§ **Exercise brief**: Would you write out the listing again, from its start through the line with "[971,473,1013,489]", keeping the caption requests and shifting every bounding-box coordinate up by 39? Please leave the pictures out.
## begin Available data
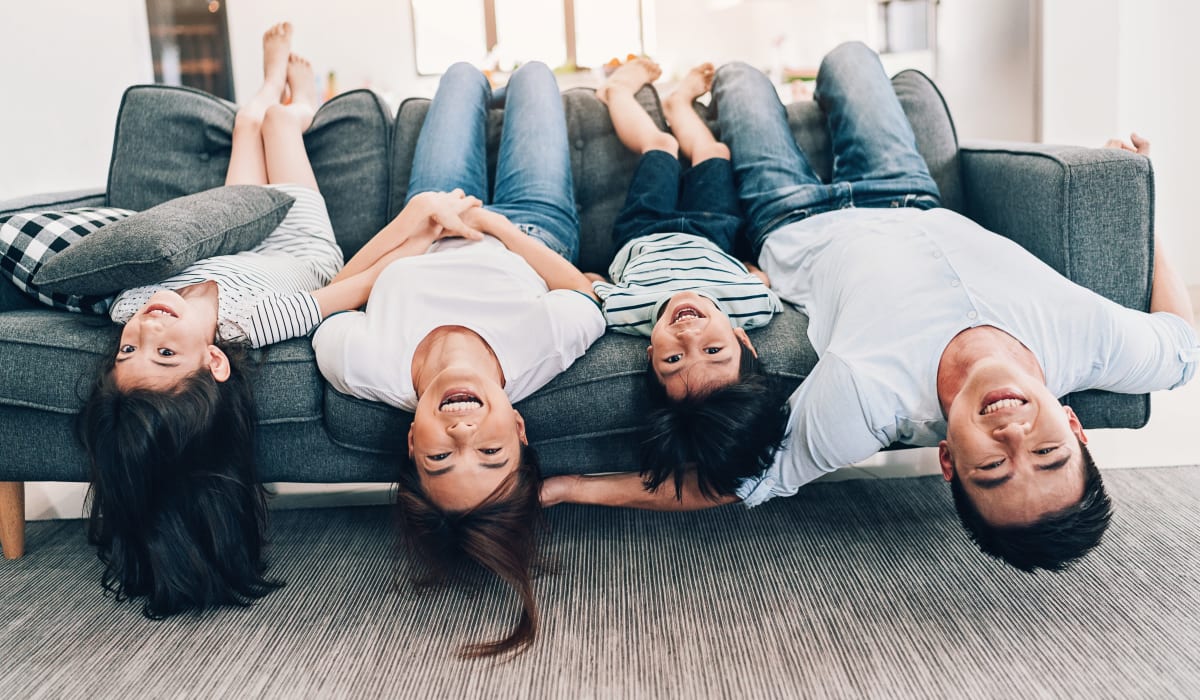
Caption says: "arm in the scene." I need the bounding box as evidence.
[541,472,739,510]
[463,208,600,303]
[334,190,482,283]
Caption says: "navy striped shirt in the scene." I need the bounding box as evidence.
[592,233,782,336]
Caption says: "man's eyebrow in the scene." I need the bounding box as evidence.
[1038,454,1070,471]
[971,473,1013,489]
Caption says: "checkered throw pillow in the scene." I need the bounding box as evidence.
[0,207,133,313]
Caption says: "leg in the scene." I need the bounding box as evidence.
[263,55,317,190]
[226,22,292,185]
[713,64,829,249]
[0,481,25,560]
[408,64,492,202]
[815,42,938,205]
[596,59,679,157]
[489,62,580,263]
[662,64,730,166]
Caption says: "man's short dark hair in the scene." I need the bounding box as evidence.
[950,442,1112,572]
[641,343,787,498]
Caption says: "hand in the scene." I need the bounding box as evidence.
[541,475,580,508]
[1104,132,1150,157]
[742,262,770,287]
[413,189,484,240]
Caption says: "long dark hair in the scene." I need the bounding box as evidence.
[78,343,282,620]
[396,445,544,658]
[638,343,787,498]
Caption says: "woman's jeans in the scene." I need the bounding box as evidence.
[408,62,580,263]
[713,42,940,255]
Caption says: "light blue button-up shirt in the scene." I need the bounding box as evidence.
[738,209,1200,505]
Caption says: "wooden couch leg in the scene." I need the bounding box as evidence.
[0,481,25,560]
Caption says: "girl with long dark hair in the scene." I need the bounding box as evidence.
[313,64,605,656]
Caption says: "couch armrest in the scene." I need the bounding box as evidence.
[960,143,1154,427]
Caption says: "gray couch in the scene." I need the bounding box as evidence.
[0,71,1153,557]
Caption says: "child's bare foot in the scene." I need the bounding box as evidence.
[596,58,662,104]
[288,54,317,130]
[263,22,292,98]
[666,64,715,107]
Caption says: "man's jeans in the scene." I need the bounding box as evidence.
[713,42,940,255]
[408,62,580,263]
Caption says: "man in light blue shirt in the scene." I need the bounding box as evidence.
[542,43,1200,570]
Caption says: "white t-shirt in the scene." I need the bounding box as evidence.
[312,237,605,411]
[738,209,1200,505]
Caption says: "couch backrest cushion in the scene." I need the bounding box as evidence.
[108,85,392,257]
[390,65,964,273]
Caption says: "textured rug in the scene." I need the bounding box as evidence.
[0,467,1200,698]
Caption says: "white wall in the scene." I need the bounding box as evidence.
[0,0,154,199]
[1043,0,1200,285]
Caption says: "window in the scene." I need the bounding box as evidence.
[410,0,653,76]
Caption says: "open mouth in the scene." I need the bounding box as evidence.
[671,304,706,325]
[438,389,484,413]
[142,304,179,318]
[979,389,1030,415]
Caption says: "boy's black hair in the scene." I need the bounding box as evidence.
## end Available data
§ **Answer to this problem**:
Caption says: "arm in the scene." I need the bounding box as evidence.
[580,511,778,549]
[502,247,639,342]
[373,229,521,322]
Caption says: "navy striped shirt in the scene." I need the bounding box as evidence.
[631,272,821,375]
Caption says: "man's eyebrow in the scene." I need the bounding box as evidence.
[1077,493,1109,510]
[1010,512,1052,528]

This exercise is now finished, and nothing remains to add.